Problems to solve
1) Please decide whether each statement agrees with the Supermom post: (a) the narrator paid for the baseball tickets; (b) entry to the bouncy house cost $5 per person; (c) Parker wanted to know how the man whistled so loud without using his fingers. For each, answer yes or no and quote the words of the post that decide it.
2) Write the next part of the Supermom post, starting after its final sentence.

Selected passage
────────────────────────────────────────
I am, I am, I am Supermom....

I admit it, I took my role as supermom a little too far. Maybe it was the somewhat successful trip to Target, or the enforced bed time that led me to the false assumption I could take them to a baseball game.   It's all my sisters fault.  She had free tickets and offered to give them to me, plus one of my younger boys was on a playdate, so I thought I could handle 3 alone. I was mistaken.
I have not been to a baseball game that did not involve one of my own children since I was in my 20's.  This isn't even a major league park, just a local one, that is actually pretty nice.
As I was using all my upper body strength to force the 3 year old in the stroller, I should have realized this was not a good idea, but I didn't trust my gut.   Speaking of guts, there were a lot on display.
I try and have an open mind, and I understand that people come in all shapes and sizes, but what is great about living in 2013 is that clothes also come in all shapes and sizes. I will be damned if this women didn't know this.
When we turned in our vouchers for our tickets the ticket guy informed me that we didn't actually have seats, only the field. That was fine, but now I was cursing my sister because this was all her fault.  Her excuse was that she "had to go to mass" sure.  She knew what she was avoiding.
The other thing I forgot about baseball games is the mandatory cleavage.  I didn't get that memo.   Not that I have any to be showing off anyway.  However, just the other day while we were on our way to the pool I had to pull into a 7-11 and get cold drinks for everyone. The insulated bag was in the back buried under floaties and noodles and I had to bend over to get it.  In this neighborhood a mom bending over into a minivan in a pool cover up must be a hot ticket.   A car honked, a cat called, a guy sucked his teeth at me and I even got a whistle from a guy who was standing only about 4 feet away. That was creepy.  The bag was way way at the bottom of the trunk.  Parker appeared to be concerned.  "How did that guy do that?"  I assumed he meant why and began explaining that some guys are stupid and not gentleman like , then he interrupted me and said he wanted to know how the guy whistled so loud without using his fingers.
Maybe 15 years ago I would have felt violated or concerned for my safety, but that day I was almost welcoming a confrontation. I had a baseball...well ok,  t-ball bat in the back of my van and I would be happy to put it to good use, if I had the energy, which honestly I didn't.
As we made our way through the $5 popcorn stands and $4.50 cotton candy vendors we approached the bouncy house park.  As soon as I realized that the park had one, I knew that the action of the baseball game would go unnoticed by my boys.
$5 each later we were bouncing. Except that every other kid in the county was there and apparently without a parent and the lines to the bouncy slides and houses were all the way to Michigan.  Someone who does not understand the concept of a line is my 3 year old.  He also doesn't understand being forced to wear an admission bracelet or the words "get out".  Sometimes I wonder if I'm going to break his arm from lifting him with it when he drops like a sack of potatoes, but so far he is part Gumby.
He quickly got the reputation with the other kids as the kid who cuts and there was a universal solidarity to keep him from doing so.  Some how the other kids learned his name.  Trust me, he was not the only kid cutting.  But what I noticed is that there were not a lot of mothers around. A lot of fathers drinking beer but not a lot of moms except me apparently.
────────────────────────────────────────
Data provided
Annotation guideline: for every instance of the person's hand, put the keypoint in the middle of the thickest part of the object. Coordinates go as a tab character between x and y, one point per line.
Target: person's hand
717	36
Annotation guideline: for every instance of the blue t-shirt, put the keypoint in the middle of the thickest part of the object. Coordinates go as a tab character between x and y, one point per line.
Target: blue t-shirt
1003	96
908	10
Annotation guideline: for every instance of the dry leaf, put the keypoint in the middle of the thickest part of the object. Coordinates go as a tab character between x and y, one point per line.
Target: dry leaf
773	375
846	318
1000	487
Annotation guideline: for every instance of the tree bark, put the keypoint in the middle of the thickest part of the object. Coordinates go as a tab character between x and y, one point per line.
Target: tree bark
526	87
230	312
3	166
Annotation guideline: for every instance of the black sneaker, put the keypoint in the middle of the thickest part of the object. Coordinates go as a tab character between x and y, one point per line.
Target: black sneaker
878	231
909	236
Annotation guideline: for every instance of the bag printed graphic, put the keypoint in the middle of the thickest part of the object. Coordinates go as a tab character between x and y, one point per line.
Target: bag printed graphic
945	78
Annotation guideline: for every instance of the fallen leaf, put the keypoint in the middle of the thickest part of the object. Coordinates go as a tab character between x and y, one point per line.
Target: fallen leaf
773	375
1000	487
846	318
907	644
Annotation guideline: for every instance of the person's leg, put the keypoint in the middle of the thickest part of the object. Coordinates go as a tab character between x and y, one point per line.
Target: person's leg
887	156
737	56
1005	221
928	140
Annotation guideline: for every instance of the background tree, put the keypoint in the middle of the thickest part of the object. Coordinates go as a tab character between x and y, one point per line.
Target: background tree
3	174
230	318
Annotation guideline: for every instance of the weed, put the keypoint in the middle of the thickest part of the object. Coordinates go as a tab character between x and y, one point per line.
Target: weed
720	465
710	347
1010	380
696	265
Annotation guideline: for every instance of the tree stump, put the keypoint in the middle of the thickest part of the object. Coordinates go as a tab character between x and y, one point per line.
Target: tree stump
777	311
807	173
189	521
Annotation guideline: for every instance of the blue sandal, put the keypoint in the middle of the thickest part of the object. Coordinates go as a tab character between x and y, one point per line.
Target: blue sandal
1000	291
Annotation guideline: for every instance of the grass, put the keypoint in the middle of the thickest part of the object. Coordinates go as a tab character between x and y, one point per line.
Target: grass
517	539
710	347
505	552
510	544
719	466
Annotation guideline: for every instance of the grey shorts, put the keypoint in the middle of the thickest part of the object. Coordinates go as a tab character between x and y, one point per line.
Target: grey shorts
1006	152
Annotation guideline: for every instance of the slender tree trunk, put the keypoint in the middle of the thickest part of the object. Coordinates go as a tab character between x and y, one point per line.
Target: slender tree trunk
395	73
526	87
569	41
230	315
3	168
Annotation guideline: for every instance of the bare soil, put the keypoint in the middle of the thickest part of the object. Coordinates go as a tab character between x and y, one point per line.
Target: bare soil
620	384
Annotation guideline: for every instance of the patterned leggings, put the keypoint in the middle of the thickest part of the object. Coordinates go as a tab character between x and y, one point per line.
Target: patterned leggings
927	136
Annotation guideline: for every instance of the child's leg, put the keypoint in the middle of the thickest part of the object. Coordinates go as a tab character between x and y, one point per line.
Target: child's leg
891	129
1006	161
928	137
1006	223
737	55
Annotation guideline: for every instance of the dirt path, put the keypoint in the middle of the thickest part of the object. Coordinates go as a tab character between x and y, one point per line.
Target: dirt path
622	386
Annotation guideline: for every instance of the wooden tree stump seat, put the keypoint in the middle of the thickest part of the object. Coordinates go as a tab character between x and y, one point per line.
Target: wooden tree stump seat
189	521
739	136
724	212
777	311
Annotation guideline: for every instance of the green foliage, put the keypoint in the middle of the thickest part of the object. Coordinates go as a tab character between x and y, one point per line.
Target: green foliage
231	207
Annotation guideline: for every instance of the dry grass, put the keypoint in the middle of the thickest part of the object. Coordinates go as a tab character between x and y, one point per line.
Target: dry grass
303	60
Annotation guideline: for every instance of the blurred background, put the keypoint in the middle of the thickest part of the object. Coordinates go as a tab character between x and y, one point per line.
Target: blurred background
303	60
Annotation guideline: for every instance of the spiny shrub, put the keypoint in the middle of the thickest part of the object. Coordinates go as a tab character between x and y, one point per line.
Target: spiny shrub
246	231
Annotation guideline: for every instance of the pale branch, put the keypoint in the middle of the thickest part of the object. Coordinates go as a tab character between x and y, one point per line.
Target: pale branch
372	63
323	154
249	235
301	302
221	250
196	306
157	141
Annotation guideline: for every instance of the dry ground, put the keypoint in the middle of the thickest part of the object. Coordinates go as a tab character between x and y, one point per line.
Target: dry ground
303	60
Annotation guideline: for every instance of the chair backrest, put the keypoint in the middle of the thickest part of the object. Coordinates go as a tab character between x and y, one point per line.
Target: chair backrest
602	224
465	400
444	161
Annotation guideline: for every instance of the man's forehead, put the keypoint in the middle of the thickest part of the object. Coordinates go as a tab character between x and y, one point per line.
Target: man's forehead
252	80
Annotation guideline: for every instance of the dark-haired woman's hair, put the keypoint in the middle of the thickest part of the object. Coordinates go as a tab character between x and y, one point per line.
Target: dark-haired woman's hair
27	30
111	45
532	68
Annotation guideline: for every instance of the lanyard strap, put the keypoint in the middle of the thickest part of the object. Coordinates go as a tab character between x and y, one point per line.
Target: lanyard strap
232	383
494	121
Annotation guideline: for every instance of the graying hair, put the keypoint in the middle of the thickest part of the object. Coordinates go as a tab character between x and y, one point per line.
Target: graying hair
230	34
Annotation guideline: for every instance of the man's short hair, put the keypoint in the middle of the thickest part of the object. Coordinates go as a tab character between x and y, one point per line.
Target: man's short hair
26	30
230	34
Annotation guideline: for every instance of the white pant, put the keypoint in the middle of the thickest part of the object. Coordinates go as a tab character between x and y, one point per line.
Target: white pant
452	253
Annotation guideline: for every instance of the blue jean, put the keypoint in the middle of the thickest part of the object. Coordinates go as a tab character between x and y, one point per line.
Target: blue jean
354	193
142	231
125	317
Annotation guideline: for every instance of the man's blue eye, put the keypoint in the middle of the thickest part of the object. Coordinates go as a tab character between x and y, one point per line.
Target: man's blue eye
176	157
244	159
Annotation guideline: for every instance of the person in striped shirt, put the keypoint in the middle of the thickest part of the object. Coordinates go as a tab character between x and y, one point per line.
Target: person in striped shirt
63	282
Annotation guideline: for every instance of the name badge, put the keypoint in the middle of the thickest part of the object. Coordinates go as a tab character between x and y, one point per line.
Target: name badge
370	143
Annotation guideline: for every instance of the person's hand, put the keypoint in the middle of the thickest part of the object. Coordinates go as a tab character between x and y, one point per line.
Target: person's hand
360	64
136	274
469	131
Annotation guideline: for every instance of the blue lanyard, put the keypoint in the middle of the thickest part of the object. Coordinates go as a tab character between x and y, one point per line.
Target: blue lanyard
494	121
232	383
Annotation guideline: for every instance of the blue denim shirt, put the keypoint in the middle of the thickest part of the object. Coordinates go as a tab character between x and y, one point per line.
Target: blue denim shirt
────────────────────────────────────────
Solved tasks
1)
(a) No: "She had free tickets and offered to give them to me"
(b) Yes: "$5 each later we were bouncing."
(c) Yes: "he wanted to know how the guy whistled so loud without using his fingers."

2)
The two older ones stuck together and I was stuck with Mr. Congeniality.  We waited in line for at least 5 minutes for the sky scraper slide. It would have been shorter, but kids kept cutting.  Finally it was our turn and Oscar took his time climbing the ladder.  When he reached the top, he turned around and what I thought would be an expression of exuberance, was that of terror.  He was screaming so loudly that kids up there were covering their ears.  And he was screaming "mommy!" which is the worst word because I know I'm the only one who can rescue him.  The worker was as sympathetic as any high schooler Carney working a summer job.  I made eye contact with my other sons. I motioned for them to help me and they acted like they didn't see me as I flailed my arms and screamed "I need you!"
By this time the growing line of kids and dads were getting very impatient.   So I kicked off my flip flops and started climbing the ladder.
If I haven't mentioned before, I don't like heights.  I don't like rides and I don't like having my butt front and center as I climbed the stairway to heaven.
I made it to the top and suddenly I completely understood where Oscar was coming from, we were on top of the Sears tower.  Where was my mom when I needed her?  I couldn't climb back down the ladder because I would have had a mini heart attack. My only choice was to go down.  Oscar was having after shock screams as I told him our plan. We only had a choice and the mob at the bottom was growing increasingly more impatient.  I put him on my lap and we slid down.  I hadn't anticipated the added weight and my short shorts riding up my butt to expose the rarely seen skin to the material of the slide which was not at all lubricated.  I know, the thought of a lubricated slide belongs more at a girl on girl wrestling tournament.  (P.S. Don't ask me how I know about that.) So it only made sense that it was as dry as a desert.   If it was a less steep incline I would have stuck but we squeaked down and it burned the entire way.  At the bottom my butt was on fire and I actually tripped over my flip flop trying to get off. One guy clapped. I wasn't sure if it was for my bravery, my grace or the fact the line was moving again.
Clearly an experience that would scar a child. His reaction was to promptly put himself at the end of the line.
Enormous bouncy slides are my kryptonite.  All the strength I had as supermom had been exhausted.  I gathered my boys, passed the teenagers making out, the sprinkler park, the playground, the helicopter dropping marshmallows from the sky, and demanded everyone leave.  I did sweeten the deal with the promise of cotton candy.
This was an experience that made me realize that I have not made it to supermom status just yet. I may need a few years, or need to study the greats like, Clair Huxtable or Marie Antoinette, although I don't believe she made it to be a mother, but she did suggest that everyone eat cake. And here I was letting them eat cotton candy despite the sugar rush later.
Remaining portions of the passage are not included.